:: Input

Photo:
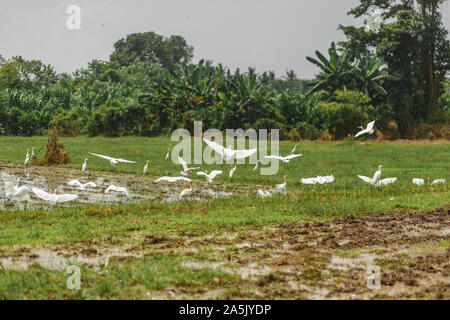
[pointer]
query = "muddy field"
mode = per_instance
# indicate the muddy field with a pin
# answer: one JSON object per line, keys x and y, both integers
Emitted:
{"x": 315, "y": 260}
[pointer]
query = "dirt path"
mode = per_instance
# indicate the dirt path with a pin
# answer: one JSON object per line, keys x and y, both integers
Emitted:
{"x": 375, "y": 256}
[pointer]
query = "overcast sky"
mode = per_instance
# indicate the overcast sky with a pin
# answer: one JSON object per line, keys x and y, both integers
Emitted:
{"x": 265, "y": 34}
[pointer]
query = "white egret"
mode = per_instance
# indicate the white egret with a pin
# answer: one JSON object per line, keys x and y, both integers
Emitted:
{"x": 173, "y": 179}
{"x": 53, "y": 198}
{"x": 27, "y": 157}
{"x": 145, "y": 170}
{"x": 84, "y": 166}
{"x": 112, "y": 160}
{"x": 211, "y": 176}
{"x": 228, "y": 153}
{"x": 186, "y": 191}
{"x": 318, "y": 179}
{"x": 437, "y": 181}
{"x": 117, "y": 189}
{"x": 12, "y": 189}
{"x": 368, "y": 129}
{"x": 293, "y": 150}
{"x": 282, "y": 186}
{"x": 262, "y": 193}
{"x": 284, "y": 159}
{"x": 81, "y": 186}
{"x": 232, "y": 171}
{"x": 168, "y": 154}
{"x": 257, "y": 166}
{"x": 186, "y": 171}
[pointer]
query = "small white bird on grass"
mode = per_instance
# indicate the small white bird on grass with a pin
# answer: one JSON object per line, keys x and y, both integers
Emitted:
{"x": 228, "y": 153}
{"x": 84, "y": 166}
{"x": 284, "y": 159}
{"x": 117, "y": 189}
{"x": 112, "y": 160}
{"x": 81, "y": 186}
{"x": 186, "y": 171}
{"x": 318, "y": 179}
{"x": 173, "y": 179}
{"x": 256, "y": 166}
{"x": 282, "y": 186}
{"x": 12, "y": 189}
{"x": 185, "y": 192}
{"x": 375, "y": 181}
{"x": 211, "y": 176}
{"x": 27, "y": 157}
{"x": 421, "y": 182}
{"x": 293, "y": 150}
{"x": 262, "y": 193}
{"x": 145, "y": 170}
{"x": 232, "y": 171}
{"x": 53, "y": 198}
{"x": 368, "y": 129}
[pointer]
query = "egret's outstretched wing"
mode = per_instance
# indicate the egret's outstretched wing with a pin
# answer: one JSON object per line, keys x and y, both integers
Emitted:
{"x": 292, "y": 156}
{"x": 182, "y": 162}
{"x": 241, "y": 154}
{"x": 216, "y": 147}
{"x": 127, "y": 161}
{"x": 366, "y": 179}
{"x": 385, "y": 182}
{"x": 41, "y": 194}
{"x": 214, "y": 173}
{"x": 172, "y": 179}
{"x": 65, "y": 197}
{"x": 439, "y": 181}
{"x": 308, "y": 180}
{"x": 101, "y": 156}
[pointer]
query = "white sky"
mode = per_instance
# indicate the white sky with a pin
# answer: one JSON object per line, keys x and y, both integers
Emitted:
{"x": 265, "y": 34}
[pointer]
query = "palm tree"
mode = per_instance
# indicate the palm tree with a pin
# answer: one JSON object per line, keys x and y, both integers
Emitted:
{"x": 335, "y": 70}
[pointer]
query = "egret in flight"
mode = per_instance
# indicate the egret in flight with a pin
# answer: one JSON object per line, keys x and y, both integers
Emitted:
{"x": 368, "y": 129}
{"x": 173, "y": 179}
{"x": 284, "y": 159}
{"x": 186, "y": 171}
{"x": 81, "y": 186}
{"x": 228, "y": 153}
{"x": 282, "y": 186}
{"x": 145, "y": 170}
{"x": 112, "y": 160}
{"x": 53, "y": 198}
{"x": 211, "y": 176}
{"x": 84, "y": 166}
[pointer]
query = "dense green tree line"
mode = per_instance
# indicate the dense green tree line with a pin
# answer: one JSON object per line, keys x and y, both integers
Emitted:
{"x": 394, "y": 72}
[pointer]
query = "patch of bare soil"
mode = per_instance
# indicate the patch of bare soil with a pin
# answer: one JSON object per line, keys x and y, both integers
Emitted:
{"x": 377, "y": 256}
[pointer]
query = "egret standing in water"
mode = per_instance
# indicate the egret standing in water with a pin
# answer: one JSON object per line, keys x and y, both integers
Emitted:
{"x": 84, "y": 166}
{"x": 145, "y": 171}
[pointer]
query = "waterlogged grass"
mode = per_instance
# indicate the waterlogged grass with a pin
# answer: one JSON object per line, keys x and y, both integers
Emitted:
{"x": 129, "y": 224}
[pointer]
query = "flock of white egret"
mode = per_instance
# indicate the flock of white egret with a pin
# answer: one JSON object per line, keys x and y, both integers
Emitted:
{"x": 22, "y": 193}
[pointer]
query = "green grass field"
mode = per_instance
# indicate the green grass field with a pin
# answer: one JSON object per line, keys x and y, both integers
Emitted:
{"x": 156, "y": 234}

::::

§ What is expected: Each entry above must be restated word for word; the pictures stay out of the copy.

§ Final answer:
Photo:
[pointer]
query = "muddy field"
mode = per_instance
# indicate the muddy field with a pin
# answer: one JSON object per line, keys x and y, both integers
Emitted:
{"x": 315, "y": 260}
[pointer]
query = "dirt path"
mode = per_instance
# indicate the dirt path with a pin
# answer: one JSON object per line, keys x and y, both integers
Emitted:
{"x": 375, "y": 256}
[pointer]
query = "overcast sky"
mode = per_instance
# indicate the overcast sky with a pin
# answer: one JSON object per line, keys x and y, both integers
Emitted:
{"x": 265, "y": 34}
[pointer]
query = "white egret"
mode = per_instance
# indicate the white egret with a pin
# answer: one JSON object per line, keys x and y, both integers
Emitted:
{"x": 173, "y": 179}
{"x": 53, "y": 198}
{"x": 27, "y": 157}
{"x": 145, "y": 170}
{"x": 84, "y": 166}
{"x": 112, "y": 160}
{"x": 211, "y": 176}
{"x": 228, "y": 153}
{"x": 186, "y": 191}
{"x": 318, "y": 179}
{"x": 437, "y": 181}
{"x": 117, "y": 189}
{"x": 12, "y": 189}
{"x": 368, "y": 129}
{"x": 293, "y": 150}
{"x": 282, "y": 186}
{"x": 262, "y": 193}
{"x": 284, "y": 159}
{"x": 81, "y": 186}
{"x": 232, "y": 171}
{"x": 168, "y": 154}
{"x": 257, "y": 166}
{"x": 186, "y": 171}
[pointer]
query = "small white bird on grass"
mode = per_instance
# indicate the small white bird on grass with a pin
# answer: one JSON object per line, keys x and y, both integers
Emitted:
{"x": 228, "y": 153}
{"x": 84, "y": 166}
{"x": 284, "y": 159}
{"x": 117, "y": 189}
{"x": 112, "y": 160}
{"x": 81, "y": 186}
{"x": 186, "y": 171}
{"x": 318, "y": 179}
{"x": 173, "y": 179}
{"x": 256, "y": 166}
{"x": 282, "y": 186}
{"x": 12, "y": 189}
{"x": 185, "y": 192}
{"x": 375, "y": 181}
{"x": 211, "y": 176}
{"x": 27, "y": 157}
{"x": 421, "y": 182}
{"x": 293, "y": 150}
{"x": 262, "y": 193}
{"x": 145, "y": 170}
{"x": 232, "y": 171}
{"x": 53, "y": 198}
{"x": 368, "y": 129}
[pointer]
query = "egret's outstretched wing"
mode = per_instance
# indicate the egret's outstretched wing with a pin
# answer: one JSON object per line, keys x and y, both integers
Emitted:
{"x": 292, "y": 156}
{"x": 182, "y": 162}
{"x": 241, "y": 154}
{"x": 216, "y": 147}
{"x": 127, "y": 161}
{"x": 366, "y": 179}
{"x": 385, "y": 182}
{"x": 41, "y": 194}
{"x": 214, "y": 173}
{"x": 172, "y": 179}
{"x": 65, "y": 197}
{"x": 439, "y": 181}
{"x": 308, "y": 180}
{"x": 101, "y": 156}
[pointer]
query = "white sky"
mode = per_instance
# indicate the white sky with a pin
# answer: one JSON object per line, keys x and y, both integers
Emitted:
{"x": 265, "y": 34}
[pointer]
query = "palm tree"
mode = per_instance
# indicate the palm tree with a pin
# answer: one JSON object per line, keys x and y, both integers
Emitted:
{"x": 335, "y": 70}
[pointer]
query = "egret in flight"
mode = per_instance
# indicate the egret in flight with a pin
# answer: one JSON object per line, keys x and y, both integers
Emitted:
{"x": 368, "y": 129}
{"x": 173, "y": 179}
{"x": 284, "y": 159}
{"x": 186, "y": 171}
{"x": 81, "y": 186}
{"x": 228, "y": 153}
{"x": 282, "y": 186}
{"x": 145, "y": 170}
{"x": 112, "y": 160}
{"x": 53, "y": 198}
{"x": 211, "y": 176}
{"x": 84, "y": 166}
[pointer]
query = "dense green tree line"
mode = per_instance
# indicate the dense green tree line with a pin
# answer: one JSON object per line, keys x and y, both integers
Emitted:
{"x": 394, "y": 72}
[pointer]
query = "patch of bare soil"
mode = per_instance
# indicate the patch of bare soil with a pin
# answer: one JSON object per line, keys x and y, both integers
Emitted:
{"x": 377, "y": 256}
[pointer]
query = "egret standing in water"
mode = per_instance
# indicate the egret standing in water with a pin
# answer: one JSON object per line, keys x and y, both integers
Emitted:
{"x": 84, "y": 166}
{"x": 145, "y": 171}
[pointer]
query = "waterlogged grass"
mode = per_instance
# indicate the waterlogged grass with a pin
# answer: one JSON object per line, keys x and y, both integers
Emitted:
{"x": 129, "y": 224}
[pointer]
query = "flock of white egret"
mode = per_instance
# indicate the flock of white egret with a pin
# answer: one JSON object per line, keys x and y, both integers
Emitted:
{"x": 22, "y": 193}
[pointer]
query = "green grass field"
mode = per_instance
# indicate the green grass field with a pin
# answer: one JSON object per line, keys x and y, both integers
Emitted:
{"x": 156, "y": 234}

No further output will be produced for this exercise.